◆ WHAT NEEDS TO BE DONE: Give back the data below word for word. Any image in it should be left out.

◆ DATA:
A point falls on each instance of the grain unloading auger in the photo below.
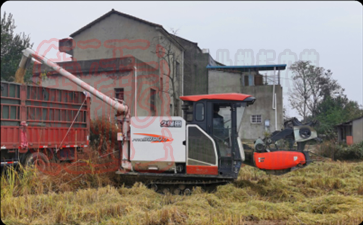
(201, 149)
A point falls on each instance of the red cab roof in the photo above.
(226, 96)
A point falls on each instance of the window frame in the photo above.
(152, 102)
(118, 91)
(257, 121)
(196, 111)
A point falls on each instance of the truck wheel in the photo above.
(37, 159)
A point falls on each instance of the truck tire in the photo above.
(38, 159)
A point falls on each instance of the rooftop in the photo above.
(249, 68)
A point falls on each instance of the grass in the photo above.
(322, 193)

◆ WORKED SOLUTION:
A point falls on each instance of the grain unloading auger in the photo below.
(201, 149)
A point falls on each instance of the red cab roof in the photo above.
(226, 96)
A point falls on each instance of the window frame in the photo above.
(152, 102)
(118, 91)
(257, 121)
(196, 111)
A point falls on each instance of the truck wheel in the photo above.
(37, 159)
A point falls on each instance of the truck tire in the photo above.
(38, 159)
A point falls on each instance of the rooftop in the photo above.
(249, 68)
A point falls on each instance of the grass in the photo above.
(322, 193)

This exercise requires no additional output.